Your instructions:
In the news article below about a Mount Sinai doctor, what led to her dismissal from her teaching position? Answer in one to three sentences.

Excerpt:
A Mount Sinai doctor who allegedly denied Hamas atrocities and hailed the terror group as “noble resistance and freedom fighters” has been fired from her teaching gig there, The Post has learned.
Dr. Lila Abassi, an assistant professor of medicine at the Upper East Side hospital, was canned earlier this month after a probe into a series of disturbing online posts, a hospital spokesperson confirmed this week.
In a series of unhinged screeds, Abassi, 46, allegedly wrote “Long Live Hamas & Hezbollah,” labeled the Israeli army a “plague,” accused Israel of “slaughtering babies,” and rejected reports of rape during the Oct. 7, 2023 attack that left 1,200 Israelis dead and thousands injured.
“Please show me actual rape video,” Abassi wrote in a Facebook doctors group, using the pseudonym “Kluver Bucy,” the name for a rare brain disorder that affects memory and behavior and may cause eating disorders, hypersexuality, seizures and dementia.
And she asserted that Israel was responsible for “massacr[ing] more people on 10/7 than [were] killed by Hamas.”
City Councilwoman Inna Vernikov, (R-Brooklyn), who is Jewish, reported Abassi to the hospital last month. The hospital initiated a probe that ultimately resulted in her dismissal, according to a Mt. Sinai spokeswoman.
“Our most basic expectation of doctors is that they will perform their duties in an unbiased manner — especially a doctor serving a city as ethnically and religiously diverse as ours,” Vernikov told The Post.
“How scary is the thought that this woman was entrusted with the lives of Jewish patients while expressing blatant support for the same terrorists that seek to eliminate the Jewish people and destroy America?”
Her flurry of online hate is well-known within physicians’ groups on social media.
“She’s known as one of the more outspoken and egregiously antisemitic physicians in the community,” a fellow Mount Sinai doc told The Post.
In a 2016 “Doctors for Afghanistan” Facebook post, Abassi gushed about the “lack of a filter” at her job at the American Council on Science and Health, which she said she can “appreciate personally.”
“Because I don’t have a filter either,” she added.
Hateful posts erode trust — especially at a hospital.
“No longer will any Jewish patient feel confident that they will receive safe care from that individual, and by extension, at the facility that employs them,” said the founders of the watchdog Physicians Against Antisemitism, which exposed the posts online.
Abassi, who graduated in 2011 from St. George’s University School of Medicine before starting a residency at SUNY Downstate, did not return several requests for comment.

Excerpted records:
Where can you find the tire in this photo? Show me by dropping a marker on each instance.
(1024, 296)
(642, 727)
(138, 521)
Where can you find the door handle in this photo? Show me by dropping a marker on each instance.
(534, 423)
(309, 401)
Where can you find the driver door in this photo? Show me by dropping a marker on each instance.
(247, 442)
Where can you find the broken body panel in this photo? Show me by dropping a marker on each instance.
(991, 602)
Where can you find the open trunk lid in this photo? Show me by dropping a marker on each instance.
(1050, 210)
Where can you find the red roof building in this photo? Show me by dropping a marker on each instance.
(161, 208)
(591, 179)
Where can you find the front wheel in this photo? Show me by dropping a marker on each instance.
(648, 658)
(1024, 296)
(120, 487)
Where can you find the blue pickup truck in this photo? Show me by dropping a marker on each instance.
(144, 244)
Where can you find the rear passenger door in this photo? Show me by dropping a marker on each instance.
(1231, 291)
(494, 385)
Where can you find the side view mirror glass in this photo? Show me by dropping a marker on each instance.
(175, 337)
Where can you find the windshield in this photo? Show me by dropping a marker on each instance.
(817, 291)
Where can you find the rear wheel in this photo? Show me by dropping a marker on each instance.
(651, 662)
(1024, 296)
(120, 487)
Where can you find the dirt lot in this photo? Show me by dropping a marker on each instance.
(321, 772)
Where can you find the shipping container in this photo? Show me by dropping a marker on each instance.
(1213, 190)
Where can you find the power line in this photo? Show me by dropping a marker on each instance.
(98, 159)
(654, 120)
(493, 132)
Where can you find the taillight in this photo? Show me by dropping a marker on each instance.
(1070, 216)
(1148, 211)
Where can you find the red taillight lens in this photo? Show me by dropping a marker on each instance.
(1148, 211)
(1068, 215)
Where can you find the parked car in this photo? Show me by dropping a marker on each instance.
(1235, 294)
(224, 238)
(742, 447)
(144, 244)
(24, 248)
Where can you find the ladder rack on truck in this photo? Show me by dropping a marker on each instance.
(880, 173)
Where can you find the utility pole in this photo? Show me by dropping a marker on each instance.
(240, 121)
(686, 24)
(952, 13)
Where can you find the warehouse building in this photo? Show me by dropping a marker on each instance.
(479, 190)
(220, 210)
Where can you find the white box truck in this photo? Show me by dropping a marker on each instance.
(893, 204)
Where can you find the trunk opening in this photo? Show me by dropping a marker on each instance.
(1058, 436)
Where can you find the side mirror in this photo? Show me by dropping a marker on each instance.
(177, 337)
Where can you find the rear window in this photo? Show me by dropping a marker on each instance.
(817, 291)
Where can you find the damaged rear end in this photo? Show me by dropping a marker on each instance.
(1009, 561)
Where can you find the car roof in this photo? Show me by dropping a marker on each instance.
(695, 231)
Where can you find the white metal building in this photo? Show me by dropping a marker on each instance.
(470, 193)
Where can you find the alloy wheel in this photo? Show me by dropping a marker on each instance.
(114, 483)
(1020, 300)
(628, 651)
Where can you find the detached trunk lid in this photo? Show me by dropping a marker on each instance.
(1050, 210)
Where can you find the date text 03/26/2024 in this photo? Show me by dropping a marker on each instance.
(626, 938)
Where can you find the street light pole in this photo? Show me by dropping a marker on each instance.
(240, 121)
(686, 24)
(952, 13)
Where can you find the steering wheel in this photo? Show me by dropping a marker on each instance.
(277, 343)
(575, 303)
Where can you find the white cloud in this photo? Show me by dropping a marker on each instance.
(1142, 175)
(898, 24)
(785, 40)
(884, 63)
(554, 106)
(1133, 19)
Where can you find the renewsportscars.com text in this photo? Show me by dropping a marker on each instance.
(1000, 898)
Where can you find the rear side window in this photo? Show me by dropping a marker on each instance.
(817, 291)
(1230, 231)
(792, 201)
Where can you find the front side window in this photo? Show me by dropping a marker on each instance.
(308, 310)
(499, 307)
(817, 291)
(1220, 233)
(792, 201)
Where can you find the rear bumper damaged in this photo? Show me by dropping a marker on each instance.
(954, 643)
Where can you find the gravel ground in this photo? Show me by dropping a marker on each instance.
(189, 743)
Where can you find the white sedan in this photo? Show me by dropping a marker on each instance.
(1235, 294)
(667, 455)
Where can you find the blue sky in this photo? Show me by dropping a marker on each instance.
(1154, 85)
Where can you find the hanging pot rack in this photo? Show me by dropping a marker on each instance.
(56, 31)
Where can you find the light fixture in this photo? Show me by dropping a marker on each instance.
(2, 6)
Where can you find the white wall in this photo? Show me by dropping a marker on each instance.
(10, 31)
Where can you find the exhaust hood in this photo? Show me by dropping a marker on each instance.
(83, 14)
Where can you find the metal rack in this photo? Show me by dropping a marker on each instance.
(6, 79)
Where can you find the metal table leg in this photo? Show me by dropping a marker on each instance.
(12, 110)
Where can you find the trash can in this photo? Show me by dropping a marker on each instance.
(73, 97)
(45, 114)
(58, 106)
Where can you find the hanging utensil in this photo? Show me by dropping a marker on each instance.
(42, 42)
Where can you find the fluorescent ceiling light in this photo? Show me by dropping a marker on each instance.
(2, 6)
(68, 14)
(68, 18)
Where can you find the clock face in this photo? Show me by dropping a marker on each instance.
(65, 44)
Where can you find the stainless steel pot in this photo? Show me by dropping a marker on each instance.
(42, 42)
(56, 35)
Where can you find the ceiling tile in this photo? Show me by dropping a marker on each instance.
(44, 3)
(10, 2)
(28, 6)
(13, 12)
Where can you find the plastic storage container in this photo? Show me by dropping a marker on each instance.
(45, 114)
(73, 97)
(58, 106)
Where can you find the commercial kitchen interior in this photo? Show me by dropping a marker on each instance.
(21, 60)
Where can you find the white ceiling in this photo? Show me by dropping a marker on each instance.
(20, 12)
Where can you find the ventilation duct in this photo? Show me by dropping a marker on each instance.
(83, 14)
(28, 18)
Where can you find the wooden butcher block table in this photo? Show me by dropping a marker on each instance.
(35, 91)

Written answer:
City Councilwoman Inna Vernikov reported Dr. Lila Abassi to the hospital over a series of disturbing online posts. The hospital then opened a probe into those posts, and it ultimately resulted in her dismissal.